Pointing and labeling entries

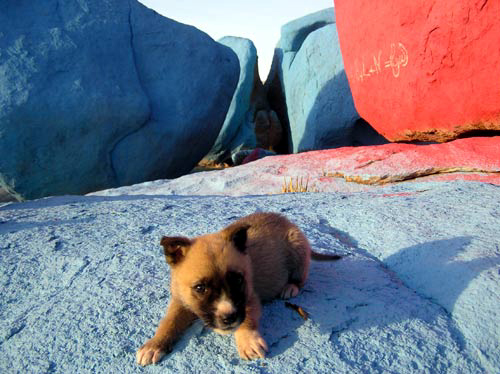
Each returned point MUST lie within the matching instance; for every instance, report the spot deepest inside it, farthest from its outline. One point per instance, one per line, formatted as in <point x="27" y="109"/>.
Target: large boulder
<point x="249" y="123"/>
<point x="96" y="94"/>
<point x="423" y="70"/>
<point x="307" y="85"/>
<point x="237" y="131"/>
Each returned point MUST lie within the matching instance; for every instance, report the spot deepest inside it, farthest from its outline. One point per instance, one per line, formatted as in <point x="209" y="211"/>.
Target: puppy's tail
<point x="324" y="257"/>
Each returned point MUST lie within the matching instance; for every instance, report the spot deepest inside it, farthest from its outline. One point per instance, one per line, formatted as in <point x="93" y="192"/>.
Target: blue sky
<point x="258" y="20"/>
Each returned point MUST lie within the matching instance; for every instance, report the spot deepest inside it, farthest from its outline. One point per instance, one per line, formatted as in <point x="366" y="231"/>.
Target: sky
<point x="258" y="20"/>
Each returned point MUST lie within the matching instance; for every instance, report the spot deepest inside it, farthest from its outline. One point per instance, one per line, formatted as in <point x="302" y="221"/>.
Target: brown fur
<point x="270" y="253"/>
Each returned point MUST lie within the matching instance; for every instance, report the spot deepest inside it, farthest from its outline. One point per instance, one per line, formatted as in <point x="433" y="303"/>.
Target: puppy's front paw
<point x="152" y="351"/>
<point x="250" y="344"/>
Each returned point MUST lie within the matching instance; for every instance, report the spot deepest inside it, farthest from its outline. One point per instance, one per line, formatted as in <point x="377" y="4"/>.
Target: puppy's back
<point x="279" y="252"/>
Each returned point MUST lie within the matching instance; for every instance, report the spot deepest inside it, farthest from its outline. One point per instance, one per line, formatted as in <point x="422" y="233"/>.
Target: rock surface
<point x="238" y="131"/>
<point x="99" y="94"/>
<point x="349" y="169"/>
<point x="84" y="282"/>
<point x="424" y="70"/>
<point x="308" y="87"/>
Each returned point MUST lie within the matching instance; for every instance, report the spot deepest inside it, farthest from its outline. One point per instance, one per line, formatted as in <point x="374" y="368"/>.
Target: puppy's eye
<point x="239" y="278"/>
<point x="236" y="279"/>
<point x="200" y="288"/>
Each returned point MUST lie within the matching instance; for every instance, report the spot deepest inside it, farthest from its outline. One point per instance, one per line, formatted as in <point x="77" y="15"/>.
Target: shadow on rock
<point x="440" y="270"/>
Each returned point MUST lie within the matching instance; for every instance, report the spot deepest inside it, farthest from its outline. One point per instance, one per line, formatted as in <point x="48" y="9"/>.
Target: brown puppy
<point x="222" y="278"/>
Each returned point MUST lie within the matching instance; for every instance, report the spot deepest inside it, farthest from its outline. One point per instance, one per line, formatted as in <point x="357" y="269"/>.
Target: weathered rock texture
<point x="307" y="85"/>
<point x="96" y="94"/>
<point x="423" y="70"/>
<point x="347" y="169"/>
<point x="84" y="282"/>
<point x="249" y="123"/>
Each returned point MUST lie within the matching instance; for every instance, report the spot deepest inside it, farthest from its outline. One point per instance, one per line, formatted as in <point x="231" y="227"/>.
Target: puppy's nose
<point x="229" y="319"/>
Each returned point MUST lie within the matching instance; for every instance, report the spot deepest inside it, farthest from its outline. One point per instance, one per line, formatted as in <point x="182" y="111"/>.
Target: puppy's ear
<point x="175" y="248"/>
<point x="238" y="236"/>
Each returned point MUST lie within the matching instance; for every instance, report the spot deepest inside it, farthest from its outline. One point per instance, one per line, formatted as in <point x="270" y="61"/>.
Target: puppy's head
<point x="211" y="275"/>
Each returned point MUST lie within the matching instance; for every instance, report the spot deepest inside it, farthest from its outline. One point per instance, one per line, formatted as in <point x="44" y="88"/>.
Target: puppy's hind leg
<point x="299" y="257"/>
<point x="290" y="290"/>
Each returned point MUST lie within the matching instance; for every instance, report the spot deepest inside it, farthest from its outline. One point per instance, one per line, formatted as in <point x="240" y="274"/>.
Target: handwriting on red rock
<point x="396" y="59"/>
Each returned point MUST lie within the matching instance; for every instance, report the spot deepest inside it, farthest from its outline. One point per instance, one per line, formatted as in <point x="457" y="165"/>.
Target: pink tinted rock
<point x="350" y="169"/>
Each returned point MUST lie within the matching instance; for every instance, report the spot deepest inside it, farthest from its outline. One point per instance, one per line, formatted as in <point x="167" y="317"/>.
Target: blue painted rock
<point x="307" y="85"/>
<point x="238" y="131"/>
<point x="100" y="94"/>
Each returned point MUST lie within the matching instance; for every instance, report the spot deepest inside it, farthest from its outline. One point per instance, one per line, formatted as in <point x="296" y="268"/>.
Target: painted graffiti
<point x="398" y="58"/>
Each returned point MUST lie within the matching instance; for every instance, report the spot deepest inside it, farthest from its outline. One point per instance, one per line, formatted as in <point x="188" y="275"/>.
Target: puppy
<point x="223" y="277"/>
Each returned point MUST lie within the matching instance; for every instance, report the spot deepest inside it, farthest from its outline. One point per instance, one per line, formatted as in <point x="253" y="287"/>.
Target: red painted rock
<point x="423" y="70"/>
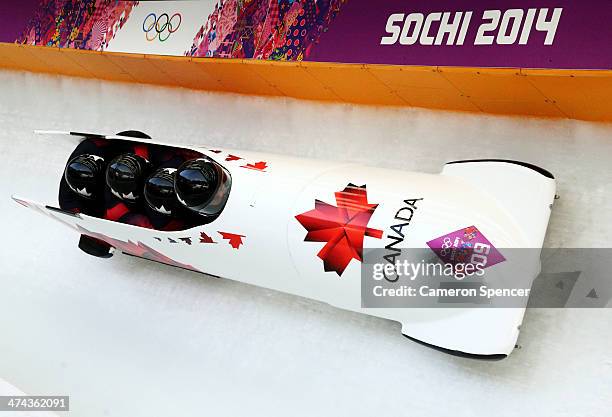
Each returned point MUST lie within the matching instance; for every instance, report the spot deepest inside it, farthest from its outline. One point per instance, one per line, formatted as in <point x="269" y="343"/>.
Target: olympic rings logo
<point x="161" y="27"/>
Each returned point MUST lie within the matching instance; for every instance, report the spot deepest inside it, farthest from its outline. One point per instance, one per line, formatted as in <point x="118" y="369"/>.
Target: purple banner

WORK TO DO: Without the images, write out each line of the data verbatim.

CORRECT OUTPUT:
Each returned point MUST lie within the matching instance; for every instance, report the spot deepest inside it, farthest from its outline. One point per instance, one per line, formatted as in <point x="27" y="109"/>.
Target: large boulder
<point x="249" y="123"/>
<point x="96" y="94"/>
<point x="423" y="70"/>
<point x="307" y="85"/>
<point x="237" y="131"/>
Each returned point MUST lie within the matching instance; for every instance, report the spot deepest inside it, farthest from its outline. One point per instance, one per line, formatted as in <point x="209" y="211"/>.
Target: puppy's tail
<point x="324" y="257"/>
Each returned point MUST lie within the matching instance; for every instance, report the spot deepest inside it, farthest from its outline. One point per instance, one per line, formatted as in <point x="93" y="192"/>.
Target: blue sky
<point x="258" y="20"/>
Each returned point MUST lie within the matching instance; for every instance, report the spot deepest inside it, farthest from its outline. One point per instance, one per line, formatted as in <point x="366" y="231"/>.
Target: sky
<point x="258" y="20"/>
Each returned point MUST lie within the matching instance; for every instance, report the spot deepest inside it, farthest from its outline. One point per instance, one per line, formatted as in <point x="302" y="221"/>.
Target: brown fur
<point x="270" y="253"/>
Each returned point MUST lie within the matching instance; for every instance, report the spot deepest inside it, farthest from its outline. One point per instance, one per line, formatted as in <point x="433" y="303"/>.
Target: puppy's front paw
<point x="152" y="351"/>
<point x="250" y="344"/>
Each returned point MUST lie within the matching instance; for every instance, report the spot deepest inside it, farthest from its outline. One point per instance, one per line, formatted as in <point x="377" y="4"/>.
Target: puppy's back
<point x="279" y="252"/>
Each returned point MUST lie within the matching instance; for every instance, report the spot deepest inside it, farthest from its outline. One point per instance, one per line, formatted as in <point x="422" y="233"/>.
Target: rock surface
<point x="238" y="131"/>
<point x="99" y="94"/>
<point x="349" y="169"/>
<point x="84" y="282"/>
<point x="424" y="70"/>
<point x="308" y="87"/>
Each returned point MUST lie within the matching instance; for every instance, report the spot deepest inside it, farthest from its outline. One point per instance, one per line, formatted as in <point x="374" y="368"/>.
Target: puppy's eye
<point x="239" y="278"/>
<point x="236" y="279"/>
<point x="200" y="288"/>
Each returned point MUST lie within the matching instance; for every instance, report the spot deepest inside it, farthest from its outline. One point per instance, one per line, formatted as in <point x="77" y="15"/>.
Target: shadow on rock
<point x="440" y="270"/>
Each returned point MUST lie within the matching instance; for every instance, report the spot deepest inside it, farthest from its outline. One point per instance, one per line, formatted as in <point x="48" y="9"/>.
Target: brown puppy
<point x="222" y="278"/>
Each returned point MUST lie within the matching instance; for every instance, report the spot deepest inside it, farthest from its outline. One point per instance, one per line, formatted as in <point x="357" y="269"/>.
Target: weathered rock texture
<point x="307" y="85"/>
<point x="96" y="94"/>
<point x="423" y="70"/>
<point x="347" y="169"/>
<point x="84" y="282"/>
<point x="249" y="123"/>
Each returned point MUST lie within the matching instance; for every instance, report the spot deepest inside it, farthest from its outline. One point per instance, one per line, formatted as in <point x="231" y="227"/>.
Target: puppy's nose
<point x="229" y="319"/>
Each returned point MUST lie within the matching instance; for every instance, report the spot deepest inside it, farthest from its outline. One point per instance, one per line, formatted as in <point x="182" y="111"/>.
Target: puppy's ear
<point x="175" y="248"/>
<point x="238" y="236"/>
Each returned point MUST lie within the matching instance; for every instance, report the spot deepest inside it, farthest from its outline. One point per instance, one per line, formatted as in <point x="270" y="61"/>.
Target: puppy's head
<point x="211" y="275"/>
Each returned point MUST lie within the matching instance; for every instance, report the spot deepest inside it, farthest from its outline. One point per instance, one per line, formatted as in <point x="44" y="88"/>.
Target: puppy's hind leg
<point x="299" y="257"/>
<point x="290" y="290"/>
Each returned point MUST lie within the matching instance; for every instance, report the spot deepest inside it, farthest from its outline. One point per instance, one per line, formatted as in <point x="240" y="274"/>.
Target: handwriting on red rock
<point x="396" y="59"/>
Each returned point MUST lie within the matching instance; for every instance, report the spot deepest inside it, farthest from its outline. One point per instance, one per line, formatted as in <point x="457" y="165"/>.
Target: pink tinted rock
<point x="350" y="169"/>
Each returned point MUST lie within the matching instance; for every instance, report the spot deepest inside it, farthest from its outline. One point per instance, one per line, formatted as in <point x="167" y="317"/>.
Target: blue painted rock
<point x="307" y="85"/>
<point x="238" y="131"/>
<point x="100" y="94"/>
Each returned point MUST lie within the matching instance; for every instance, report the spot deepest inside it, farthest from its outline. One point per instance, one per line, formatted as in <point x="296" y="268"/>.
Target: painted graffiti
<point x="398" y="58"/>
Each returned point MUST lie within the matching instance; for every instance, report the spot deepest inside it, farthest from its outline. One point per instance, one per line, formatted as in <point x="188" y="275"/>.
Target: puppy
<point x="223" y="277"/>
Each returned point MUST lie within the matching instance; for every instance, report the spot deepest inside it, farthest from its outline. One point per instance, one per line, formatted as in <point x="253" y="287"/>.
Target: red painted rock
<point x="423" y="70"/>
Each returned point MUST lie within the matching instance; for every instance, report the spot deepest inside it, farthest from its outline. One point per instance, one per line, formatted as in <point x="269" y="343"/>.
Target: olympic rings logo
<point x="161" y="27"/>
Each returned point MUST lie within the matching instance; for every instance, report the spot deepest inside it, farthest from its outline. One point per instance, one per line, formatted as in <point x="118" y="369"/>.
Target: purple banner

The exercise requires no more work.